Image-backed grounding data
________________________________________

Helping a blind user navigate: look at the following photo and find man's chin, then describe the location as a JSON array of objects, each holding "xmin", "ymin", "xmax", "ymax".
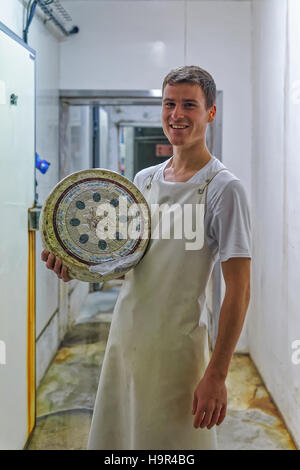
[{"xmin": 168, "ymin": 139, "xmax": 186, "ymax": 147}]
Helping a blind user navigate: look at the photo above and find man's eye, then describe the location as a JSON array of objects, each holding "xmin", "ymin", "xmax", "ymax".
[
  {"xmin": 184, "ymin": 103, "xmax": 195, "ymax": 108},
  {"xmin": 164, "ymin": 102, "xmax": 174, "ymax": 107}
]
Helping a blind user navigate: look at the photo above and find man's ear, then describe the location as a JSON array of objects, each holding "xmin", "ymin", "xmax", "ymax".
[{"xmin": 208, "ymin": 105, "xmax": 217, "ymax": 123}]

________________________________________

__PROBLEM STATEMENT__
Output each record above word for word, leaving out images.

__OUTPUT BELOW__
Helping a blind user navigate: look at the following photo and find man's chin, then describe the location as a JSON array of objects, each holding "xmin", "ymin", "xmax", "ymax".
[{"xmin": 168, "ymin": 139, "xmax": 186, "ymax": 147}]
Helping a blind user navigate: look at the photo above and find man's eye, then describe the location as a JSON array of objects, each holding "xmin", "ymin", "xmax", "ymax".
[
  {"xmin": 184, "ymin": 103, "xmax": 195, "ymax": 108},
  {"xmin": 164, "ymin": 102, "xmax": 174, "ymax": 107}
]
Helping a blind user navigate: look at the photo above and find man's ear, then describe the location as a JSON array of objects, each holding "xmin", "ymin", "xmax", "ymax".
[{"xmin": 208, "ymin": 105, "xmax": 217, "ymax": 123}]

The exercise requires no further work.